***** DATA SUPPLIED

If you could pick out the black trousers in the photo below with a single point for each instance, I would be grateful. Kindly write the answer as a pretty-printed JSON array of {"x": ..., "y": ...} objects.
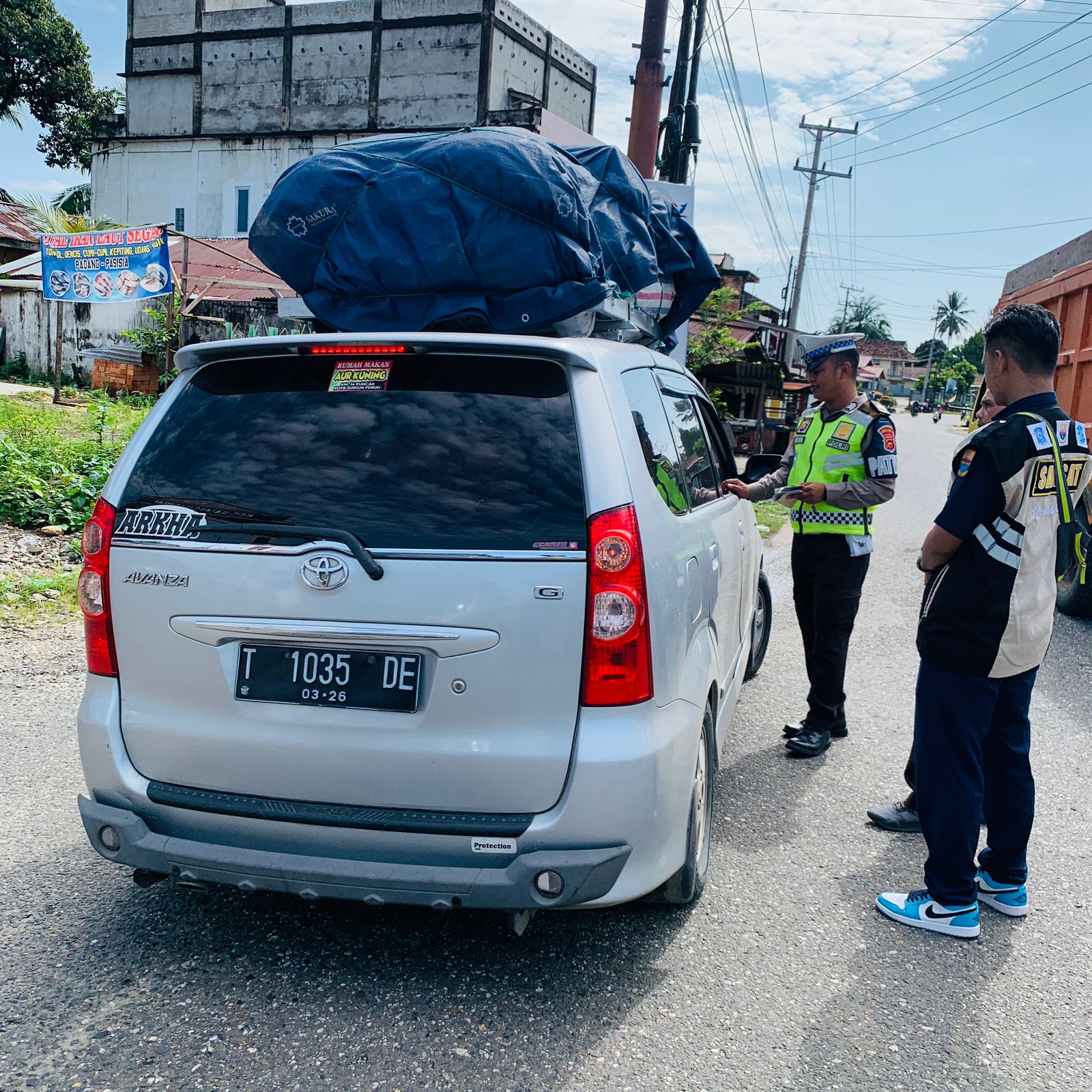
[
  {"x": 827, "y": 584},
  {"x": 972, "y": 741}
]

**********
***** DATA SUPPLIED

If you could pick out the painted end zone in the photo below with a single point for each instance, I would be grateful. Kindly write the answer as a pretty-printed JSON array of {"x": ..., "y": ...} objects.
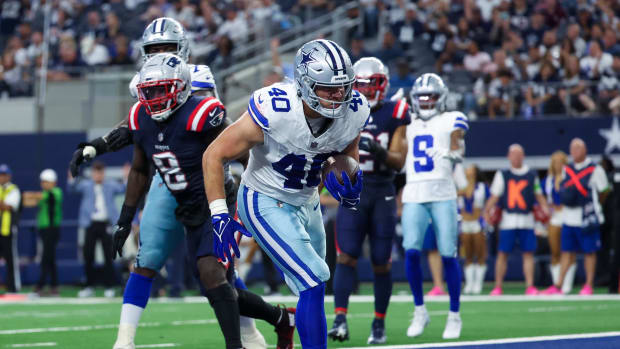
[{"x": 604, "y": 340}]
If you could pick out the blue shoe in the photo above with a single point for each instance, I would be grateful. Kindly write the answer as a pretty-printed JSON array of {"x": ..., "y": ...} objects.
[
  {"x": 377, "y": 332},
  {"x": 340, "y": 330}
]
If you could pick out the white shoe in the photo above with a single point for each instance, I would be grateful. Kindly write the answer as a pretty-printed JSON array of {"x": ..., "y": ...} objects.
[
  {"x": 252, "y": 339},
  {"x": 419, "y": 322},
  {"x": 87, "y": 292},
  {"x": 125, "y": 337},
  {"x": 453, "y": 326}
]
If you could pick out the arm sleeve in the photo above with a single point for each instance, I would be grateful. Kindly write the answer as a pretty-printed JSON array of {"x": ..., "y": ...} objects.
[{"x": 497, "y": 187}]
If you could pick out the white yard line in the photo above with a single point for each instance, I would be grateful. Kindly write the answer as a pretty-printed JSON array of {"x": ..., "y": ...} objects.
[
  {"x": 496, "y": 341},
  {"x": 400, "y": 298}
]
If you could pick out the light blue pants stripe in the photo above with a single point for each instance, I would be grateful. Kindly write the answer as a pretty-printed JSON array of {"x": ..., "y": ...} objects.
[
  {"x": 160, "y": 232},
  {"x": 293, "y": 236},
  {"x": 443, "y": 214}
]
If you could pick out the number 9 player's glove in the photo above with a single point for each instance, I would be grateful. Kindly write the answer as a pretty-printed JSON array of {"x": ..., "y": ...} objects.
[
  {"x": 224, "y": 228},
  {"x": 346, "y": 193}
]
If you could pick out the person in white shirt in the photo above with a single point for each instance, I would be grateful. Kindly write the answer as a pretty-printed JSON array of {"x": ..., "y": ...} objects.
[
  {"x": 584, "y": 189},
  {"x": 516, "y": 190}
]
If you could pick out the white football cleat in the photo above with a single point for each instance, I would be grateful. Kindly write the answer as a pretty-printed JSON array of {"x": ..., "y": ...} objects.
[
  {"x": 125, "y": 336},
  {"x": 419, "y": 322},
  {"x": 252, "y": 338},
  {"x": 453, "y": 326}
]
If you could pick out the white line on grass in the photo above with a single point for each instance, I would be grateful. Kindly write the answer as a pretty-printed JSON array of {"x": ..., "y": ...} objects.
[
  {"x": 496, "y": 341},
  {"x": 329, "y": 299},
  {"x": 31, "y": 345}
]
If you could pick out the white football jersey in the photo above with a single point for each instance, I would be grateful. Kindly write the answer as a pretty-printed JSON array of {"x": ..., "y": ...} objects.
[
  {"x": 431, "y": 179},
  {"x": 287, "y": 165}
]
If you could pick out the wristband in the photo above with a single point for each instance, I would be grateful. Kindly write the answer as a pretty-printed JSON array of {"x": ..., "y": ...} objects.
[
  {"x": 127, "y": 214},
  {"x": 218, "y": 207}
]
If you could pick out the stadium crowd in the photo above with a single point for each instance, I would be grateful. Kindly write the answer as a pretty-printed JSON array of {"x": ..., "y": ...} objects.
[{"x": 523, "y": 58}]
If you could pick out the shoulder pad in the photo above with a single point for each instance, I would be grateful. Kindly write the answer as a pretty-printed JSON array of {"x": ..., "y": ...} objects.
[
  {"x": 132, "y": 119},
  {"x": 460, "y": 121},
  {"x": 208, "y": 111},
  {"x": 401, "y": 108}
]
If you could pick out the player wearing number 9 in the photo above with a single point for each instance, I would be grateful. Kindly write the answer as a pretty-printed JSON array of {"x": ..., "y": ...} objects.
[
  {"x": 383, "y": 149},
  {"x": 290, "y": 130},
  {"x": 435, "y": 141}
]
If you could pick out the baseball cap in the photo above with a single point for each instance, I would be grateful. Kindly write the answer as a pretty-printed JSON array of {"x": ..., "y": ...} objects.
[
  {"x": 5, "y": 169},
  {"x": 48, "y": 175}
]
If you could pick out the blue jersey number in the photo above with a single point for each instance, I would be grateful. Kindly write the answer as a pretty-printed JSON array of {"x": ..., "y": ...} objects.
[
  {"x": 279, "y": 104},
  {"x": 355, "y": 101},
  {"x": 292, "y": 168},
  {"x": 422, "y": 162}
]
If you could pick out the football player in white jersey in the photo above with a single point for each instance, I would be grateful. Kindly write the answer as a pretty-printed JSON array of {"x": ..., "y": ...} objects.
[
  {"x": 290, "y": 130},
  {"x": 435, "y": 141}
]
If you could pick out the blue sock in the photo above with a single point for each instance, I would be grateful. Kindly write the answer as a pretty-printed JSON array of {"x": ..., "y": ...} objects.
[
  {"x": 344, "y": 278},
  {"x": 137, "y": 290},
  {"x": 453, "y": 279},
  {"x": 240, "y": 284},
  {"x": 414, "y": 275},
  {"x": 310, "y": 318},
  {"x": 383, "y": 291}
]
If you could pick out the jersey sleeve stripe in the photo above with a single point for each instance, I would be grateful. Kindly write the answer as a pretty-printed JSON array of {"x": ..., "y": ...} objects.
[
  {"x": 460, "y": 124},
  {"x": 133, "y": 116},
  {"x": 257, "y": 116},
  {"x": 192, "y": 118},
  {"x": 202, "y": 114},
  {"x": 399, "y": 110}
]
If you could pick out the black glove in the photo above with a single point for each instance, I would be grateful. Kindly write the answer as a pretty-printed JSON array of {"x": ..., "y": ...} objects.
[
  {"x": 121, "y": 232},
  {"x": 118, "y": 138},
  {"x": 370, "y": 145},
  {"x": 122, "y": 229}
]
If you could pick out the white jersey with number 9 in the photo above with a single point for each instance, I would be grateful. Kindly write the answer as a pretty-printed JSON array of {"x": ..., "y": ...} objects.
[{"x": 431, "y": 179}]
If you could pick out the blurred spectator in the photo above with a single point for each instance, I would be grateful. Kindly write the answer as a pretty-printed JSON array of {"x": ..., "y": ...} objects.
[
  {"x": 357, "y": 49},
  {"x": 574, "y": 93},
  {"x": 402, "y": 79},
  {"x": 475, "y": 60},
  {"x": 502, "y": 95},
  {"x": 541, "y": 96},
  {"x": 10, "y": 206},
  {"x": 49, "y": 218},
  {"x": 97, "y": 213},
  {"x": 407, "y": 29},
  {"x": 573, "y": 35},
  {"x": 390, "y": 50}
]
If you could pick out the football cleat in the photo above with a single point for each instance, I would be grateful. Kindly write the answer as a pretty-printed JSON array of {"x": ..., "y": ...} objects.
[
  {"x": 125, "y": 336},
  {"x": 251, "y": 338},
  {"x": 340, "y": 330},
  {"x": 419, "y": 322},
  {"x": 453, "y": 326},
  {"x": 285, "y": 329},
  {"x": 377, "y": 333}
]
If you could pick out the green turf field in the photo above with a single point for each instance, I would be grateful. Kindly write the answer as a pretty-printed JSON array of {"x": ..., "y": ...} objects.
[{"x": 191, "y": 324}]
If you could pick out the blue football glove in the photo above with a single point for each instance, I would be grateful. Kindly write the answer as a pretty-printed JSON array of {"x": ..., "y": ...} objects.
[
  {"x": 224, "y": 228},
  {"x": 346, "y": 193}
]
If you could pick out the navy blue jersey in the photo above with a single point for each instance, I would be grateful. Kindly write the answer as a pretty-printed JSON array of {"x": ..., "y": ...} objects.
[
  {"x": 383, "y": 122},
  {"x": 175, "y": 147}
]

**********
***** DATA SUPPLIED

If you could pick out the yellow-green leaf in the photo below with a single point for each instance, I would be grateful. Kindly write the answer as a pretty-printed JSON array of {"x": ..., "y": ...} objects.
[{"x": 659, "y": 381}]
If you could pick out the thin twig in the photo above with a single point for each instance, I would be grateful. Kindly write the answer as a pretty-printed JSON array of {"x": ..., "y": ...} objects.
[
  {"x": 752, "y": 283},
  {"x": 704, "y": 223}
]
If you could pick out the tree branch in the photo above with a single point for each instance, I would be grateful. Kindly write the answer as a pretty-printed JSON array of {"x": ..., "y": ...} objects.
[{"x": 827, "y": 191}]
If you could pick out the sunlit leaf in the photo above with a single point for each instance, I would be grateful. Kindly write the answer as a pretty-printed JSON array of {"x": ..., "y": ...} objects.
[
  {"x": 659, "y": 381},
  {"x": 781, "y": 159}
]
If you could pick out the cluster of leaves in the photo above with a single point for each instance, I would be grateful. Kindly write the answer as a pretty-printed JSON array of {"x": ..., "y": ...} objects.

**********

- WHAT TO WORK ON -
Return each line of the material above that contains the string "stripe", copied verbatim.

- COMPLETED TASK -
If you could pick out the light blue pants stripe in the photo above with a single point for each instance, I would be grateful. Kindly write the answer as a pretty-printed JSON array of {"x": ..., "y": ...} objects.
If you could pick out the jersey sleeve stripe in the photo above with a single point for each instance, I would be grateful. Kindly write the answer as a pretty-printed JSON array of {"x": ..., "y": ...} objects.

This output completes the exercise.